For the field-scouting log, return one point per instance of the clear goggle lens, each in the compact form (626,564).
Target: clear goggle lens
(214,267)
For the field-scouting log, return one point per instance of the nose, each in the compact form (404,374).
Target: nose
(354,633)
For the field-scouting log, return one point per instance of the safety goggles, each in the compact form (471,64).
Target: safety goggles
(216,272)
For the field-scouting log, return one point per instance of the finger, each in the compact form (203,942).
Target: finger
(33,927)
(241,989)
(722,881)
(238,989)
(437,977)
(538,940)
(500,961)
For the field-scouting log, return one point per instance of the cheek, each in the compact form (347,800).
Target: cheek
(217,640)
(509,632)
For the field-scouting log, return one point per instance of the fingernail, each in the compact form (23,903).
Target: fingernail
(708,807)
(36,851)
++++++
■ WHAT IS REQUIRED: Spot the lines above that mention "compact" and copy them.

■ OUTPUT FOR THIS EXERCISE:
For the field-scouting log, return one point per instance of the clear goggle lens, each in the compact form (626,564).
For the field-scouting log, return one point per instance of the nose, each in the compact form (404,374).
For the field-scouting log, return one point per instance of the safety goggles, each in the compact form (471,64).
For the field-scouting log, return one point per instance of the finger, each in the compact form (203,942).
For the field-scouting log, return one point per instance of the cheek, each in the compact form (347,800).
For the field-scouting log, return one point per instance of the fingernail, each in the compact form (23,903).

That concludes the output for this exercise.